> [REQUIREMENT] Lines with "ground": copy each one from the listing below.

:::::

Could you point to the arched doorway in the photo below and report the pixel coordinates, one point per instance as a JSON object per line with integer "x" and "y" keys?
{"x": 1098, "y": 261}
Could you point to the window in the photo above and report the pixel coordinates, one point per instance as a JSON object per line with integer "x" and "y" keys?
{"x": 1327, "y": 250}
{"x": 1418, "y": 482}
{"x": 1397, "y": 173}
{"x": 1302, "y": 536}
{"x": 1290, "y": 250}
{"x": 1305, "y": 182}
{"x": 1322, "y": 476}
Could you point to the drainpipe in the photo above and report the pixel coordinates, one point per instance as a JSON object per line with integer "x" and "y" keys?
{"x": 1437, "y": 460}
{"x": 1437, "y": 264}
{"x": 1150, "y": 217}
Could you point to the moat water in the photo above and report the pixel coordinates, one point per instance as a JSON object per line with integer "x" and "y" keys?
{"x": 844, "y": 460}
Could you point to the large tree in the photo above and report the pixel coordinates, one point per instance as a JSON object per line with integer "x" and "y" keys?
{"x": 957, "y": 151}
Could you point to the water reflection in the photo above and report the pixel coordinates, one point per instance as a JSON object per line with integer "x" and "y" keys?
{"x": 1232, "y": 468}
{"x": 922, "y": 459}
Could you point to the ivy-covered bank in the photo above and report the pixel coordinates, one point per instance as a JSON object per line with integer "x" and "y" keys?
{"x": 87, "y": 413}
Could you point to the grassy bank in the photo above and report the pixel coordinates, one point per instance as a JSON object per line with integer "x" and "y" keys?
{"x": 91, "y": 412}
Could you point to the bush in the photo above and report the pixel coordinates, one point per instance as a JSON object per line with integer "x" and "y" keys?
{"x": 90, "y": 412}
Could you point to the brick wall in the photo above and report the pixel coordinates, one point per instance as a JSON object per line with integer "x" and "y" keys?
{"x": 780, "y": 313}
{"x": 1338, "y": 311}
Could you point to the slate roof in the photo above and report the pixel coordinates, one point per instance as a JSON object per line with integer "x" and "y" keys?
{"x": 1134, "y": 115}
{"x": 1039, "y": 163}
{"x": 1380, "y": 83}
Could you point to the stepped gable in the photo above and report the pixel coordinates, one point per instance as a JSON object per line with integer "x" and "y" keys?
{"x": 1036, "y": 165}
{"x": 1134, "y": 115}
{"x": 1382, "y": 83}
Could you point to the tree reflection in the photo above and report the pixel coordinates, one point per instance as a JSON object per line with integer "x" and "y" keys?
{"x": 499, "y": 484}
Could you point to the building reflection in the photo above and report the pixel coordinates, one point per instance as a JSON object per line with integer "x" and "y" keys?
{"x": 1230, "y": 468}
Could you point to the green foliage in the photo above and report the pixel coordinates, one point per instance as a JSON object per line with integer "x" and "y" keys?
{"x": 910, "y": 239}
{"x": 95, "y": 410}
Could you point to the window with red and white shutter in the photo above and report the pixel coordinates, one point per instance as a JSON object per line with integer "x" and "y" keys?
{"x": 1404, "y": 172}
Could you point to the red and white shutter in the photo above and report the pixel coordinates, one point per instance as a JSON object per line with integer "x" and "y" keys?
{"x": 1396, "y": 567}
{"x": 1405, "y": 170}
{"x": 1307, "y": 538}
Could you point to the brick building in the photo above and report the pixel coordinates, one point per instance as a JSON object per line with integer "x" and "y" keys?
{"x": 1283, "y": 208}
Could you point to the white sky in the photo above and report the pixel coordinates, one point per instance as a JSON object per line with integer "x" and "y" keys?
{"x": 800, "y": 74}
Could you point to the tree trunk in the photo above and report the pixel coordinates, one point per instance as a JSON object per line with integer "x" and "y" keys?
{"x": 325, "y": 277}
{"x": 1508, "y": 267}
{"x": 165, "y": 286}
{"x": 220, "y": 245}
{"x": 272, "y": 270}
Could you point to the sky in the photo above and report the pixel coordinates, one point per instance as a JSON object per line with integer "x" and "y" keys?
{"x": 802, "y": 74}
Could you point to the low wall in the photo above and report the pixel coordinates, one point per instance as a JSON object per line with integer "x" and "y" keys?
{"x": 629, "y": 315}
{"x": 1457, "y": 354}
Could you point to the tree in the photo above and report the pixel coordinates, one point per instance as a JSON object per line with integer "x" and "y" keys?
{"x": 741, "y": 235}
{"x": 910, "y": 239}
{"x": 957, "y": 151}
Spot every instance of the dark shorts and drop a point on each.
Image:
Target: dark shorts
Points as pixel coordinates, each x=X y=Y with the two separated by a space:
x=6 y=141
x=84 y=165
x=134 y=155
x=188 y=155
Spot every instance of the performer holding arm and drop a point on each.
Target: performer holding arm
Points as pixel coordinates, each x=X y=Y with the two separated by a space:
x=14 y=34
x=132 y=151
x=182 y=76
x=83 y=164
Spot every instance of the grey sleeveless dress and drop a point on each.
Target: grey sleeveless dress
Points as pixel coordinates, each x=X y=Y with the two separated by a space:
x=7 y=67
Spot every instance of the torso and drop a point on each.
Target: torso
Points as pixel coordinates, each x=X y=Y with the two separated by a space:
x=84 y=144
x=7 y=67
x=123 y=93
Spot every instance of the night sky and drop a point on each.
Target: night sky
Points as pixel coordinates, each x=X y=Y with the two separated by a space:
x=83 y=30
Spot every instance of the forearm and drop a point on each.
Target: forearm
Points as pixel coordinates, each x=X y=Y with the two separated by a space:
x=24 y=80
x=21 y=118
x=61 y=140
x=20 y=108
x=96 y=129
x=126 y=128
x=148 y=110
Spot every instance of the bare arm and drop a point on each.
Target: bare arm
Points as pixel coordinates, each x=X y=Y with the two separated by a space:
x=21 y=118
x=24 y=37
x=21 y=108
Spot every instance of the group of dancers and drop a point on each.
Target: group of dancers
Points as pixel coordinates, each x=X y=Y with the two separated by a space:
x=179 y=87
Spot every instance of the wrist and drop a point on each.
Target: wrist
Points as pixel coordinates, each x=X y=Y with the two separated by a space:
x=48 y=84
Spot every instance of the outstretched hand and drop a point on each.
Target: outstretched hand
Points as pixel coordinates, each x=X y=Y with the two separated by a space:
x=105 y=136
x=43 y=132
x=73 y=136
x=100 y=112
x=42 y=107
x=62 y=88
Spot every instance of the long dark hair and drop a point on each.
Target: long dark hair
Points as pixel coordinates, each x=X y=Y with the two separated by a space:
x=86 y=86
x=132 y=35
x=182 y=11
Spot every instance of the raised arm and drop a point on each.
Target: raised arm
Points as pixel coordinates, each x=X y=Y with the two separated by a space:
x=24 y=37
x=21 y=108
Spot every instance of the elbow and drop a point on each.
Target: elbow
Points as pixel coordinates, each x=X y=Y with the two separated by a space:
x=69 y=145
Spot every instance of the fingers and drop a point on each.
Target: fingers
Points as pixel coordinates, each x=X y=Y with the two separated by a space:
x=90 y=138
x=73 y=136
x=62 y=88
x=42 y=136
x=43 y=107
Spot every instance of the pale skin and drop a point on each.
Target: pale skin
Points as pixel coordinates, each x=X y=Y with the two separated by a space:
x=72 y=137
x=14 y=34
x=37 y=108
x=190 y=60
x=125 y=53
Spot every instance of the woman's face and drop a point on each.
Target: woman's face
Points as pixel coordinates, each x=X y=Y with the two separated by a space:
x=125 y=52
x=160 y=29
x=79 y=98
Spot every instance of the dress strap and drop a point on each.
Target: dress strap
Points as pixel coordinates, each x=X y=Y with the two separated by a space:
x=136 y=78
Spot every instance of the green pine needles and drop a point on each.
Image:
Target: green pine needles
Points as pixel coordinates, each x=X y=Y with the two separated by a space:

:::::

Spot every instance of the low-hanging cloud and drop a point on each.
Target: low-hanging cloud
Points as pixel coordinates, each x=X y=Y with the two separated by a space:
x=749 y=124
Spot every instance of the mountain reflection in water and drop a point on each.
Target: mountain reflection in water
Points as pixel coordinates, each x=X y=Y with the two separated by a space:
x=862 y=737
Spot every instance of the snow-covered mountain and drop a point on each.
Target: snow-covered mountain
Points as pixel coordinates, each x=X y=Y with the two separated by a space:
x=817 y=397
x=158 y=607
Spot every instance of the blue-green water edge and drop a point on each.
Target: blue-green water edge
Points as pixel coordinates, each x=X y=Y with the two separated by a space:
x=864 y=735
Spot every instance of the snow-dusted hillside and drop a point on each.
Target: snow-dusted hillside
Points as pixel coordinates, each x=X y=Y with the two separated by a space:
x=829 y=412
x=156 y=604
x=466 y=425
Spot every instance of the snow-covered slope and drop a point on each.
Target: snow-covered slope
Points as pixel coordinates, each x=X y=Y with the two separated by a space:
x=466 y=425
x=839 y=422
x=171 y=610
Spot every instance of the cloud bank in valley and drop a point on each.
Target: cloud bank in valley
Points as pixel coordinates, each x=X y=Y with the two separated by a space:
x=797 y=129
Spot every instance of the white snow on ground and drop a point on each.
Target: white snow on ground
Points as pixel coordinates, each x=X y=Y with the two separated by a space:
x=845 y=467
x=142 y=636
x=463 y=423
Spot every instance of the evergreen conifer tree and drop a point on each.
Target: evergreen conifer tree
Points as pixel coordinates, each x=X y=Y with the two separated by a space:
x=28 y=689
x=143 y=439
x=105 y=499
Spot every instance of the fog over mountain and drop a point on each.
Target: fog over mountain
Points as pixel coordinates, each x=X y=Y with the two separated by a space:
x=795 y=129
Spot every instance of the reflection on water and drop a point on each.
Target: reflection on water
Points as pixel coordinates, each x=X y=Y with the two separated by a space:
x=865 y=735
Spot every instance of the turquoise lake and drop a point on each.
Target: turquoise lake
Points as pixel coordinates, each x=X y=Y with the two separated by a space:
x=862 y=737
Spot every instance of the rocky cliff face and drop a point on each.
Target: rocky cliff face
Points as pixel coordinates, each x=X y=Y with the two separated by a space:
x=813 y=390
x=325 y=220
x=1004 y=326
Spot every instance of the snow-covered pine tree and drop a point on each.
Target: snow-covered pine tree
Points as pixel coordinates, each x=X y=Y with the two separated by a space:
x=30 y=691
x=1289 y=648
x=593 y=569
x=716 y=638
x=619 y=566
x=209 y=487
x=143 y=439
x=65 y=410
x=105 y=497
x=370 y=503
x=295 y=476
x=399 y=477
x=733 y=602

:::::

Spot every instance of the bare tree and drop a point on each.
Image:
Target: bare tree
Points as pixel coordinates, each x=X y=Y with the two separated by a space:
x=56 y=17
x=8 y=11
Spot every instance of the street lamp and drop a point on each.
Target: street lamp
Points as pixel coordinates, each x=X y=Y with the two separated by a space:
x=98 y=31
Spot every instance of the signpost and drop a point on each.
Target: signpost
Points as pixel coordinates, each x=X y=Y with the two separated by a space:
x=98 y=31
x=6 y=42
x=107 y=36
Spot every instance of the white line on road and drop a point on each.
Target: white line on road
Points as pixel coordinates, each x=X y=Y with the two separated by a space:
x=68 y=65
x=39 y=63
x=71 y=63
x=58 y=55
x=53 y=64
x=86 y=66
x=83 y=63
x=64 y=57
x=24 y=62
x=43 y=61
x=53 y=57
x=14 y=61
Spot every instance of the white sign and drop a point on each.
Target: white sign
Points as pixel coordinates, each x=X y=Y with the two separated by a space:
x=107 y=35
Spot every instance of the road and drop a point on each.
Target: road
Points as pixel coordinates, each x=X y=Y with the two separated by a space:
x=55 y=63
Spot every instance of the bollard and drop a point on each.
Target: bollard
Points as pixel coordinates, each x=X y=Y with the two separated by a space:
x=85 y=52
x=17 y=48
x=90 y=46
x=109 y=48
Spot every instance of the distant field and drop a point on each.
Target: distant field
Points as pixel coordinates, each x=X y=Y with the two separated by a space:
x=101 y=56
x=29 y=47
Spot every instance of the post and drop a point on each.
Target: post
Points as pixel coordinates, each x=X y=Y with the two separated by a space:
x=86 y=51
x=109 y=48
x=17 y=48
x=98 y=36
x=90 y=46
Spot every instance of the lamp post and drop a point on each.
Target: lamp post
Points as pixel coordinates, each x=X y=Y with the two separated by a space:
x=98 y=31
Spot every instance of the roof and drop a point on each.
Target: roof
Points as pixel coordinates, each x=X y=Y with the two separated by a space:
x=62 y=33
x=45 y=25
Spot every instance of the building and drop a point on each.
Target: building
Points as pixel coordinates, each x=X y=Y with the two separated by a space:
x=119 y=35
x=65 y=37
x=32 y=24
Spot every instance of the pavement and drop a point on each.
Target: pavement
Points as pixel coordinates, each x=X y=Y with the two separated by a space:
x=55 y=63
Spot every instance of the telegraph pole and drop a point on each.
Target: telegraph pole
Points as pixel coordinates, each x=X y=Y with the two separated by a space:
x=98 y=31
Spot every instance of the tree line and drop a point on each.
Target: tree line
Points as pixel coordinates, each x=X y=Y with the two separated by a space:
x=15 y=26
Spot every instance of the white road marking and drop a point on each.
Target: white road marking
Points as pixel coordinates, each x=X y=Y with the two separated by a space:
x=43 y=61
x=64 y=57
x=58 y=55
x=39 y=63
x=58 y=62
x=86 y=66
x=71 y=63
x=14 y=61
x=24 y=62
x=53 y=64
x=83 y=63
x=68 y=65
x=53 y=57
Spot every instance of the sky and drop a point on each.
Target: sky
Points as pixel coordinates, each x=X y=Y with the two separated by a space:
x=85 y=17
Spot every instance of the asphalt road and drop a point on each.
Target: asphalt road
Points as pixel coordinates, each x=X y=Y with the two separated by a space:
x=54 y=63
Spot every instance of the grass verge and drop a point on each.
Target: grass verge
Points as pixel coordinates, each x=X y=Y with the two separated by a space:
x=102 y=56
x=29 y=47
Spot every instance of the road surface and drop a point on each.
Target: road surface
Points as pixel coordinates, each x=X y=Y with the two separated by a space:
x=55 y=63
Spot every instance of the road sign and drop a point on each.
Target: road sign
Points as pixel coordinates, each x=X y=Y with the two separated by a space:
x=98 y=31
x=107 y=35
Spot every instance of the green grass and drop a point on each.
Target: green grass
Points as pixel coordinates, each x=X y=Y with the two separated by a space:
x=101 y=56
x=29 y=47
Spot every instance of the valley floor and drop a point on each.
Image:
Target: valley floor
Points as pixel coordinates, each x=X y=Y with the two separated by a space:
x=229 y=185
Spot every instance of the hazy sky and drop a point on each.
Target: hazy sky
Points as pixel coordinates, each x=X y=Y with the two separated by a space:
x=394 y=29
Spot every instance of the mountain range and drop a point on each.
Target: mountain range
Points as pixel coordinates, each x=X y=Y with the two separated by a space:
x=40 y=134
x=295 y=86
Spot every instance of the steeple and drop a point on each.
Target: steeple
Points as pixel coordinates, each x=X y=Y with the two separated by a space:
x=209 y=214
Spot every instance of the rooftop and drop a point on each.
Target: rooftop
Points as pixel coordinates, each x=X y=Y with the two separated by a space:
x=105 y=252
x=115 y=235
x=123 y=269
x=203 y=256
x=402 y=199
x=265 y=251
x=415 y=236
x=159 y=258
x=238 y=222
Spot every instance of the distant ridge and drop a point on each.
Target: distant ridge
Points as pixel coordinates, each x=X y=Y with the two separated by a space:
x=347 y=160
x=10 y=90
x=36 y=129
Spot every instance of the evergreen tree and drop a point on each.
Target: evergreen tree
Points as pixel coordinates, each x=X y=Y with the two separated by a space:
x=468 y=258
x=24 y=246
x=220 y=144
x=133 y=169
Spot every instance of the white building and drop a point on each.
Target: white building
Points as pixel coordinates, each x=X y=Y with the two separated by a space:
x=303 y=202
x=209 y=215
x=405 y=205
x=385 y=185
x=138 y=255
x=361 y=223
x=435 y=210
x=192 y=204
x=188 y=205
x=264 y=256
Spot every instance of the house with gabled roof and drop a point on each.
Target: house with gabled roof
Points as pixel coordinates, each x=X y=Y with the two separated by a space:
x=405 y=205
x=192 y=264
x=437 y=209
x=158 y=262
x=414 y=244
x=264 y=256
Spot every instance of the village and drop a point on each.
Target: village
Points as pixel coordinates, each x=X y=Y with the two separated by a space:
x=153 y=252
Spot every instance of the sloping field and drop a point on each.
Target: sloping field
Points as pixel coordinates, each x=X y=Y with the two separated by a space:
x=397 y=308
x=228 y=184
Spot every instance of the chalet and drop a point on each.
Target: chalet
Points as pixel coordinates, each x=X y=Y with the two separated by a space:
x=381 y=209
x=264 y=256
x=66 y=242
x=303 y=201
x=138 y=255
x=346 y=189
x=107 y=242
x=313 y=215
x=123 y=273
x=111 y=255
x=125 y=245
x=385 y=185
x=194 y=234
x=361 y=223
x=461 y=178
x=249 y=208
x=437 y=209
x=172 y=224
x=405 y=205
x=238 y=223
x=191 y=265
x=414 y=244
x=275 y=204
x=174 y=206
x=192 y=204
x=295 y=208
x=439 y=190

:::::

> [SOLUTION TO THE EXERCISE]
Spot every instance of the white snow on ground and drop a point on each.
Target: white snow on ground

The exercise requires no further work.